▶ WHAT TO PRODUCE:
Return every line in the listing below that contains the word "target".

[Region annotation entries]

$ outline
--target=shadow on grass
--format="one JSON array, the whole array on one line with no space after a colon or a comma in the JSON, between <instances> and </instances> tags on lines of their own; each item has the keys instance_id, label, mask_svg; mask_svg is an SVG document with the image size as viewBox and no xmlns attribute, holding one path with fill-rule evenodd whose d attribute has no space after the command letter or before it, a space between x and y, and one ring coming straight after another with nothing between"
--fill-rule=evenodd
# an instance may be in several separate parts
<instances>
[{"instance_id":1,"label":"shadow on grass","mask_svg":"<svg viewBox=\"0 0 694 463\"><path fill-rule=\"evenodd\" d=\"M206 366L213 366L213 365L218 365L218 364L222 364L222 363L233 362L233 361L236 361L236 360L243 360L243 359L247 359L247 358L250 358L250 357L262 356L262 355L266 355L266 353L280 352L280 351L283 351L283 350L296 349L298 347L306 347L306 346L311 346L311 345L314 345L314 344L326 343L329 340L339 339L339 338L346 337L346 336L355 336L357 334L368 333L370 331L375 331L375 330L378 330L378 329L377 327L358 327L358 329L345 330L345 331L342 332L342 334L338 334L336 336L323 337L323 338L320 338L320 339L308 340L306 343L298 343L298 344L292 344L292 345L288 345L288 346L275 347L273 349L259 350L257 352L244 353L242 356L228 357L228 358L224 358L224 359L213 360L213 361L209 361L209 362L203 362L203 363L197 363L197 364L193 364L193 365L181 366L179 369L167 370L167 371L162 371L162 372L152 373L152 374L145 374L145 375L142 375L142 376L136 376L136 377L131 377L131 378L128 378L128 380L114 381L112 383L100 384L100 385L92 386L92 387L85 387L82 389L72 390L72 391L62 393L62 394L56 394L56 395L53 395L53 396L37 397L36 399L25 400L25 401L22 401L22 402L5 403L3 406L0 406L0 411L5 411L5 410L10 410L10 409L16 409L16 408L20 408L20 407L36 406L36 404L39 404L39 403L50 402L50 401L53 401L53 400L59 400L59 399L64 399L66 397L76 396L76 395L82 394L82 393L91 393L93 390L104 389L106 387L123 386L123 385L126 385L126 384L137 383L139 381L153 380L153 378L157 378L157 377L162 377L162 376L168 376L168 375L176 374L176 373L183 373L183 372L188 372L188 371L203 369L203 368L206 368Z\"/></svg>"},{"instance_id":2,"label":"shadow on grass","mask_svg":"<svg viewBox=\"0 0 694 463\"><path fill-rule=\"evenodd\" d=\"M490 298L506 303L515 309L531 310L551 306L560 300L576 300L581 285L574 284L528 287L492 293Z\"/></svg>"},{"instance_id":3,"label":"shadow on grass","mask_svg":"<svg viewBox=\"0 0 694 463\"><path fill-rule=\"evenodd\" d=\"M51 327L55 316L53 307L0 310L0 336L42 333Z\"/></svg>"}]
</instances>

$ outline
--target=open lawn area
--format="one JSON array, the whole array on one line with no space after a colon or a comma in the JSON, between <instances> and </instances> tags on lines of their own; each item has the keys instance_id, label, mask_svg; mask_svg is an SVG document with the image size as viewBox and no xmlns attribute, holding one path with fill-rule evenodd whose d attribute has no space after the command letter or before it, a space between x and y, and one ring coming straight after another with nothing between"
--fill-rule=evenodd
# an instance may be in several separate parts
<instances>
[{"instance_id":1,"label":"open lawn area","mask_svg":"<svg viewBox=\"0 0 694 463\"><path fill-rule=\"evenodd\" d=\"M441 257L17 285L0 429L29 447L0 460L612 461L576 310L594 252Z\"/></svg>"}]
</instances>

▶ RESPONSE TO THE TASK:
--target=shadow on grass
--target=open lawn area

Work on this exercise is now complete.